_Zu erledigende Aufgabe:_
Führe den Text über das Shakespeare-Theater in Danzig im Anschluss an seinen letzten Satz weiter.

Shakespeare-Theater in Danzig

Großflächiges Sichtmauerwerk aus dunklen Ziegeln in historischem Format

Shakespeare hat in Danzig Tradition. In der Stadt mit dem damals größten Hafen im östlichen Europa gastierten im 17. Jahrhundert tatsächlich regelmäßig durchreisende englische Schauspieler und brachten die Stücke des großen Dichters und Dramatikers der Renaissance zur Aufführung; zunächst in einer alten Fechtschule und dann in einem Elisabethanischen Freilufttheater. Ende des 19. Jahrhunderts ersetzte ein Neorenaissancebau ganz anderer Bestimmung die Bühne: Danzigs Große Synagoge, die 1939 schließlich von Nationalsozialisten abgerissen wurde.

Der imposante dunkle Backsteinbau mit hohen Mauern öffnet gelegentlich, von einer geheimnisvollen Mechanik angetrieben, sein Dach und lässt es steil in den Himmel aufragen
Der Eindruck, es handle sich um einen gewaltigen massiven Baukörper, täuscht; das Theater gliedert sich in einzelne Volumen, die von einer sechs Meter hohen, den Verlauf des Grundstücks nachzeichnenden raumhaltigen Mauer umschlossen sind
Die Eingänge für das Publikum und für die Schauspieler und Mitarbeiter liegen an der langen Wand nach Norden der Altstadt gegenüber

An genau dieser Stelle der Stadt, zwischen einer mehrspurigen Hochstraße und der nach dem Zweiten Weltkrieg weitgehend wieder aufgebauten Altstadt, steht heute wieder ein Theater: ein imposanter dunkler Backsteinbau mit hohen Mauern, der, gelegentlich von einer geheimnisvollen Mechanik angetrieben, sein Dach öffnet und steil in den Himmel aufragen lässt und der wie eine hölzerne Intarsie einen Theaterraum nach dem Vorbild des Globe Theaters birgt. Die Initiative für den Neubau des Teatr Szekspirowski kam von der 1991 unter der Patronage des britischen Thronfolgers Prince Charles gegründeten Stiftung Theatrum Gedanese, die 2005 einen internationalen Architekturwettbewerb auslobte. Der Entwurf stammt von dem Venezianer Renato Rizzi.

_Liste der Materialien:_
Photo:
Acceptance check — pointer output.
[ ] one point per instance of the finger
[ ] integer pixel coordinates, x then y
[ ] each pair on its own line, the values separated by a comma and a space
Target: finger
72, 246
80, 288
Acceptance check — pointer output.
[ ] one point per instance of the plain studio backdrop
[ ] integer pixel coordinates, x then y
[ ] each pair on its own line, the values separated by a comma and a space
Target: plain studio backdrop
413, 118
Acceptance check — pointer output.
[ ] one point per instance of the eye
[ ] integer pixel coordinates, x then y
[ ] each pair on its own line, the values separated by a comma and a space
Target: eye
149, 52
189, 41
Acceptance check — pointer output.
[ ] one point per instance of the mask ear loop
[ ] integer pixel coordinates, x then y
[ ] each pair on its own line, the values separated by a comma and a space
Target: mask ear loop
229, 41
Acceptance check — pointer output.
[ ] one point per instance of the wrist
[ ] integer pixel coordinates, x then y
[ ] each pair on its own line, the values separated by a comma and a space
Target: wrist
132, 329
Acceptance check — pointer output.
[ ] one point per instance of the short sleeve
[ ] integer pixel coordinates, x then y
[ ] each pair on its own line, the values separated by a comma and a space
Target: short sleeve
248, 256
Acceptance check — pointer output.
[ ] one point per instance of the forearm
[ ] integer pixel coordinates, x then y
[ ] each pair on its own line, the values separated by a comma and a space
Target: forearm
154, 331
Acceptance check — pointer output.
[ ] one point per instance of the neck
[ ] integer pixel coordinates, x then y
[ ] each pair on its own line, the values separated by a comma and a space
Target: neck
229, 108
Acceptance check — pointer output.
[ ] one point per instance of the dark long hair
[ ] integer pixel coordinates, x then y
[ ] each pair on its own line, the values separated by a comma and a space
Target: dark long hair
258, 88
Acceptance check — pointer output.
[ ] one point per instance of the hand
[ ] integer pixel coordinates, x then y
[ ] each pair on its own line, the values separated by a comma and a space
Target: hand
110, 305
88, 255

_Antwort zur Aufgabe:_
Der Eindruck, es handle sich um einen gewaltigen massiven Baukörper, täuscht; das Theater gliedert sich in einzelne Volumen, die von einer sechs Meter hohen, den Verlauf des Grundstücks nachzeichnenden raumhaltigen Mauer umschlossen sind. Dahinter sind in einer Achse die Verwaltung, der 18 Meter hohe weithin sichtbare Bühnenturm und der zwölf Meter hohe Theatersaal aufgereiht. So entstehen zwischen hohen Mauerwerkswänden geschützte Hofräume und schmale Erschließungsgänge und auf der Dachfläche des Verwaltungsbaukörpers ein öffentlicher Platz in überhöhter Lage.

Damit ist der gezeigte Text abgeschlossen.